EXTRACTED ENTRIES:

--- begin ---

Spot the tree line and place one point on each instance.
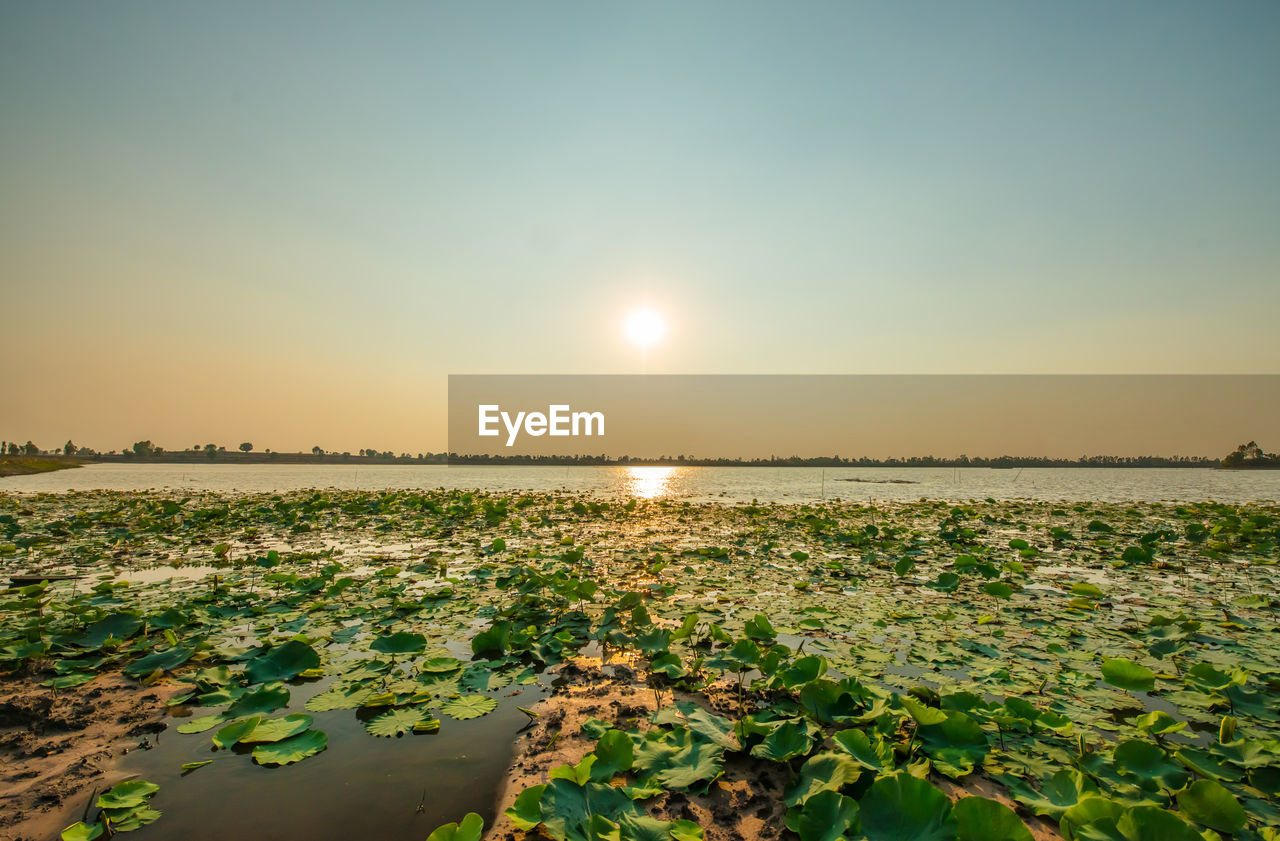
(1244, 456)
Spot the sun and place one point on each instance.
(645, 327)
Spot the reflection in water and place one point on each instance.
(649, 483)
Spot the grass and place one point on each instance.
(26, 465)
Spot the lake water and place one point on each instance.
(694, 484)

--- end ---
--- begin ---

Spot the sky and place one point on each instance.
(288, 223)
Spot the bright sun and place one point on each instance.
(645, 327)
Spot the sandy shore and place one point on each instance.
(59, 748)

--- end ---

TO BE DONE: Which lines in the entries contain the word "water"? Filter the entries and copy each such line, treating case as significant.

FINAL RESULT:
Spot the reflection in water and place one point on each instance.
Spot the lake water and place one point on each instance.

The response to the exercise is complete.